Part of a data file
-- start --

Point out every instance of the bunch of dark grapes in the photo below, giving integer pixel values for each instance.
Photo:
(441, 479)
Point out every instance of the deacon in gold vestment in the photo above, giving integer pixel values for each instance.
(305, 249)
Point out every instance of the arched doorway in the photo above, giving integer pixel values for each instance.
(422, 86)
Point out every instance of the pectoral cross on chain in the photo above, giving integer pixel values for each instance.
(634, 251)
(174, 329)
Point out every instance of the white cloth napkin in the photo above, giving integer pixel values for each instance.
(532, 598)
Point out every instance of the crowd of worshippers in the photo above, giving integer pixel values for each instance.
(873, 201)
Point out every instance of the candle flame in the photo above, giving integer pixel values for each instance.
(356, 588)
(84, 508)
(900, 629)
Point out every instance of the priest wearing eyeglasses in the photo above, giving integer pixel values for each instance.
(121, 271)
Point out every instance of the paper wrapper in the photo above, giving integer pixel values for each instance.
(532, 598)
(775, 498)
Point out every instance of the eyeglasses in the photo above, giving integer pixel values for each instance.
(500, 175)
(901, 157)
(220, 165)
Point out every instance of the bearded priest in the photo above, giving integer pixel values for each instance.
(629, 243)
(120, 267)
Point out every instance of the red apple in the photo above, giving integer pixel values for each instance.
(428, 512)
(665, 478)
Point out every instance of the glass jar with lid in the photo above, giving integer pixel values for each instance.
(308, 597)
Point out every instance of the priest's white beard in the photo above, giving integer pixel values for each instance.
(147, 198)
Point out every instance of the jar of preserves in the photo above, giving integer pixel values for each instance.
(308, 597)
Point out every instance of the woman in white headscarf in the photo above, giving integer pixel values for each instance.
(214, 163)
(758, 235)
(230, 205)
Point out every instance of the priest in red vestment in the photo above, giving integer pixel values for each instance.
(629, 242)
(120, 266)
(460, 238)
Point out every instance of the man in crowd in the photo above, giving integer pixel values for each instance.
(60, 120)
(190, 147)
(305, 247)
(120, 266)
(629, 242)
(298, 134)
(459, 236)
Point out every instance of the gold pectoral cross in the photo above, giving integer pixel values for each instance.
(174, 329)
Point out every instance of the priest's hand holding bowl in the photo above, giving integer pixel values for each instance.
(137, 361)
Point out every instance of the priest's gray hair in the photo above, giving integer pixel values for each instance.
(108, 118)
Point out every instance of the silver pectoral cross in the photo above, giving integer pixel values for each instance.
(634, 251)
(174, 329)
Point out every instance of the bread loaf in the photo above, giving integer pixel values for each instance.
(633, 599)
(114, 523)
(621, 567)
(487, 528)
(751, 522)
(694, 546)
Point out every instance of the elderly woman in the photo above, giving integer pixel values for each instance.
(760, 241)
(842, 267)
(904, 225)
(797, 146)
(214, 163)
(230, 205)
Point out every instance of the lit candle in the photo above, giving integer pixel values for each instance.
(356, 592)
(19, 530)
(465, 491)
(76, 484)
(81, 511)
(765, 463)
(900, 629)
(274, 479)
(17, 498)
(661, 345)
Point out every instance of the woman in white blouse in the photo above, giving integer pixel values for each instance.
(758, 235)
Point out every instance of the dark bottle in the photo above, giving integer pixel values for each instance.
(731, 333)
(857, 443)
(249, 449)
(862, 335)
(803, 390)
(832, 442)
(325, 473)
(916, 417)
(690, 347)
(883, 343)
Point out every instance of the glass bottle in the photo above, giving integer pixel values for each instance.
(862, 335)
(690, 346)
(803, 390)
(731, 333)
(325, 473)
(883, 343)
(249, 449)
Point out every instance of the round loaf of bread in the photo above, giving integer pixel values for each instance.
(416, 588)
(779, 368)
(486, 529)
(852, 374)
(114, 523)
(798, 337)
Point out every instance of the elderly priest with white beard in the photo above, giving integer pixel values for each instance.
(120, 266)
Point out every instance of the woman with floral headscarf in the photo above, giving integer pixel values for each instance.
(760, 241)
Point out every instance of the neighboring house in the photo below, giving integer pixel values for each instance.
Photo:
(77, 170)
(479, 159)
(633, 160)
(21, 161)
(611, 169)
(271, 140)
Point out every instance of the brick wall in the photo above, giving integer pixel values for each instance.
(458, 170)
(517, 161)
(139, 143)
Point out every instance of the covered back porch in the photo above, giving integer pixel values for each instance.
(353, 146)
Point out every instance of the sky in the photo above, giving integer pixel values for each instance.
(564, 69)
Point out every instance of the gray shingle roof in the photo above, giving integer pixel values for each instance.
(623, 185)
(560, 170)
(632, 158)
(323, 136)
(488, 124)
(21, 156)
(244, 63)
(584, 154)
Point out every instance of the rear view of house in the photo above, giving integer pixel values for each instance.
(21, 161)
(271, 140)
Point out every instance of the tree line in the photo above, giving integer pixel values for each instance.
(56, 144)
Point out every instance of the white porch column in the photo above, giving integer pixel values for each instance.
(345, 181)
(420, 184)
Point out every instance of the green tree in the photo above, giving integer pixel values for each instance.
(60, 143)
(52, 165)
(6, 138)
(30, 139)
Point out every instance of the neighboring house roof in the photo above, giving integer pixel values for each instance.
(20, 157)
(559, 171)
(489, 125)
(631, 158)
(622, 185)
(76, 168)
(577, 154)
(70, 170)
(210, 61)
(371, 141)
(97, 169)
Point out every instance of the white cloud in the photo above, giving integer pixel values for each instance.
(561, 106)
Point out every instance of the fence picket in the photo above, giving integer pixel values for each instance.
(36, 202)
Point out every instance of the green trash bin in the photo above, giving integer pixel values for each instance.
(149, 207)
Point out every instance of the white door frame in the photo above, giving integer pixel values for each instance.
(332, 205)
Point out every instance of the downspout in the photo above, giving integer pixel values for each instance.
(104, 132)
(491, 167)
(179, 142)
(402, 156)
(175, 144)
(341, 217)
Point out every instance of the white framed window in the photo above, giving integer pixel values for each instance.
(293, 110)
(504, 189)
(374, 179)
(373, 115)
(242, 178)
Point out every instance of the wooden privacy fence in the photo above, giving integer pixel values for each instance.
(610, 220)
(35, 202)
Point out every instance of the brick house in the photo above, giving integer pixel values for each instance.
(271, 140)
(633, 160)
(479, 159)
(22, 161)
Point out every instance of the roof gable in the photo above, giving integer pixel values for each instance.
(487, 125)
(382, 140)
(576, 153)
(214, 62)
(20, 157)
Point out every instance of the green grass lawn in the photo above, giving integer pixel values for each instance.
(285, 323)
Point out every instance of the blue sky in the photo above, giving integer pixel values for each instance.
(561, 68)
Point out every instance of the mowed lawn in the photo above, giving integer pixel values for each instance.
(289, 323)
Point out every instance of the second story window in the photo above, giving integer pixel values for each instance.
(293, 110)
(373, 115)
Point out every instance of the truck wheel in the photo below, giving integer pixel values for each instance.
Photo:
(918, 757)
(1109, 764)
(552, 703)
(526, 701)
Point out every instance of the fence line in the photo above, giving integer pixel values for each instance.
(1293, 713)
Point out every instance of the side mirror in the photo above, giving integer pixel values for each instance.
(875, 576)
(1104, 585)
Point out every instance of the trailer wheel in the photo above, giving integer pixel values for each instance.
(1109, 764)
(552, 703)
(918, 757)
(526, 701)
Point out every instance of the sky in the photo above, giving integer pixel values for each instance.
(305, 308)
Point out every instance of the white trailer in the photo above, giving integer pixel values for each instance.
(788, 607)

-- end --

What this task involves => Would you copy out each line exactly as written?

Written solution =>
Point out every instance of the bunch of dark grapes in the photo below, giving integer pixel values for each instance.
Photo:
(441, 479)
Point out every instance of the deacon in gold vestment in the photo above, giving integer pixel values for each instance.
(305, 249)
Point out every instance of the arched doorway in the photo above, giving integer pixel values for each instance.
(422, 86)
Point out every instance of the pectoral cross on chain in the photo above, giving integer pixel values for each instance.
(634, 251)
(174, 329)
Point out every instance of the white cloth napkin in the photo above, giving integer pixel values for each instance.
(532, 598)
Point out every instance of the crowd of worshippers in the photo above, giving integer pixel values for each instance.
(873, 201)
Point out every instance of the candle flame in the photo above, giving integer pixel values for each instance.
(356, 588)
(84, 508)
(900, 629)
Point out every instance of the priest wearing eyeglasses in the photo above, giving integer pixel values for each instance.
(121, 271)
Point out every instance of the paper wrapper in the photo above, giving integer pixel values for each instance.
(532, 598)
(775, 498)
Point out every instance of the eyeglasses in the photo above, giving integer pixel values for each instance.
(500, 175)
(901, 157)
(220, 165)
Point out every instance of the bearded priest in the photo above, giving integer pixel values for each instance.
(629, 243)
(120, 267)
Point out every instance of the red apple in the photo above, giving integer pixel values for each instance.
(428, 512)
(665, 478)
Point out every instance of the glass jar with lid in the photo above, giving integer pixel values for each instance.
(308, 597)
Point out every instance of the priest's white beard in the photo above, giving integer pixel values for each instance.
(147, 198)
Point out every instance of the jar of preserves in the photo above, giving integer pixel values for each instance.
(308, 597)
Point out every instance of the woman in white headscarf in the photo above, giving integer pixel values for each instance.
(214, 163)
(758, 235)
(230, 205)
Point out every instance of the priest in red vestment in the photo above, giving integer pixel values for each instance.
(629, 242)
(120, 266)
(460, 238)
Point out every instance of the man in crowd in the photo above, giving integer pixel values for each instance.
(60, 120)
(190, 147)
(305, 247)
(120, 266)
(629, 242)
(298, 134)
(459, 236)
Point out every instance of the gold pectoral cross in the photo above, giving integer pixel values for each instance.
(174, 329)
Point out every instance of the priest's hand holding bowl in the photo above, giving integer pixel values for each instance.
(137, 361)
Point out every instance of the priest's gray hair in the photo above, giving integer pixel values for each instance.
(108, 118)
Point out every instance of the silver pectoral cross in the photo above, giving integer pixel values for each instance.
(634, 251)
(174, 329)
Point out every instance of the bread loaf in the photo above, giving integer pixel values for each instance.
(633, 599)
(114, 523)
(621, 567)
(487, 528)
(751, 522)
(694, 546)
Point out every instance of the elderly woman in the photo above, giving integer pixel values for each instance.
(760, 241)
(842, 267)
(904, 225)
(797, 146)
(214, 163)
(230, 205)
Point out every instance of the lit candle in the photo above, giving integer pixel values for each instance.
(356, 592)
(19, 530)
(465, 491)
(76, 484)
(81, 511)
(765, 463)
(900, 629)
(274, 479)
(17, 498)
(661, 345)
Point out every instance of the woman in white blouse in the photo above, giving integer pixel values for each instance.
(758, 235)
Point out every instance of the dark bottle in the photo above, giving integer pixel values for each instance.
(731, 333)
(857, 443)
(249, 449)
(862, 335)
(803, 390)
(832, 442)
(325, 473)
(916, 417)
(690, 347)
(883, 343)
Point out every instance of the glass bottle in the photo above, giving integer pixel values for each instance.
(862, 335)
(690, 346)
(803, 390)
(731, 333)
(325, 473)
(883, 343)
(249, 449)
Point out every instance of the round loaf of bread in the photo above, giving integer pixel values for each instance.
(416, 588)
(779, 368)
(486, 529)
(852, 374)
(114, 523)
(798, 337)
Point out every instance of the elderly priest with white beard in the photo above, giving integer pixel values for each instance.
(120, 266)
Point out every instance of the woman with floral headscarf in the photo above, giving integer pixel values for each instance.
(760, 241)
Point out every instance of the neighboring house in the photo below, giving integer pixel values for each instance.
Photo:
(77, 170)
(479, 159)
(633, 160)
(21, 161)
(611, 169)
(271, 140)
Point out every instance of the brick wall in the photo above, giving integer pixel values for each instance.
(458, 170)
(517, 161)
(139, 143)
Point out every instance of the covered back porch in the photo above, giving integer pixel values for each instance.
(353, 146)
Point out every instance of the sky in the photo above, giving integer pixel values for each instance.
(564, 69)
Point out every instance of the gray shingle roof in the photo above, giving integer pixel values for each instance.
(623, 185)
(560, 170)
(632, 158)
(323, 136)
(488, 124)
(21, 156)
(244, 63)
(584, 154)
Point out every instance of the rear view of house in the photo above, giving integer pixel values for each instance.
(21, 161)
(271, 140)
Point out every instance of the tree line in the photo above, giving integer pixel values for each instance.
(56, 144)
Point out every instance of the white porch column in the photo above, giving integer pixel values for each instance.
(345, 181)
(420, 184)
Point out every instance of the green tree in the photo above, giving integer pixel values for each instance.
(60, 143)
(52, 165)
(6, 138)
(30, 139)
Point out every instance of the neighboring house roof in the photo above, giving integer pixel values for each instance.
(20, 157)
(559, 171)
(489, 125)
(631, 158)
(622, 185)
(76, 168)
(577, 154)
(70, 170)
(210, 61)
(371, 141)
(97, 169)
Point out every instance of the white cloud in the photo above, giving integer pixel values for each instance.
(561, 106)
Point out every instance of the fence picket in the photo above, giving integer pixel values for each instance.
(36, 202)
Point out every instance of the green trash bin in the photo above, giving integer pixel values for each instance.
(149, 207)
Point out every instance of the white door frame in the photo above, giving integer pixel values for each instance.
(332, 205)
Point out every instance of the downspout in the photo above, giving integer pixel values for each instance.
(104, 132)
(491, 167)
(179, 142)
(402, 156)
(175, 144)
(341, 217)
Point out every instance of the white framed window in the photo above, giving integer pixel values for each instance.
(293, 110)
(504, 189)
(374, 179)
(373, 115)
(242, 178)
Point out every instance of the wooden privacy fence in the photo above, giving integer pixel values for each instance.
(610, 220)
(35, 202)
Point out every instance of the brick house in the photo above, giving integer pixel values for each instance.
(271, 140)
(633, 160)
(479, 159)
(22, 161)
Point out every instance of the roof gable in the photo above, giving integer pixel values for each instance.
(487, 125)
(382, 140)
(576, 153)
(214, 62)
(20, 157)
Point out every instance of the green grass lawn in the photo above, giving integer pixel values for each instance.
(285, 323)
Point out every instance of the blue sky in the photo above, giving integer pixel values for each instance.
(561, 68)
Point out every instance of the mowed lawn in the photo above, giving integer pixel values for each instance.
(289, 323)
Point out every instance of the second story window in the photo above, giving integer pixel values for each instance.
(293, 110)
(373, 115)
Point out every instance of the truck wheel in the photo below, giving integer pixel values for each instance.
Photo:
(918, 757)
(1109, 764)
(552, 703)
(526, 701)
Point out every instance of the fence line in the photo above, giving integer pixel values for each instance.
(1293, 713)
Point out every instance of the side mirror in the photo above, giving integer pixel values for each instance.
(875, 576)
(1104, 585)
Point out every instance of the trailer wheel in the photo above, giving integer pixel values for each instance.
(1109, 764)
(552, 703)
(918, 757)
(526, 701)
Point out every instance of the sky in the photo above, giving integer pixel values for each instance.
(305, 308)
Point out every instance of the white trailer in the photo above, giving integer pixel values for each instance.
(788, 607)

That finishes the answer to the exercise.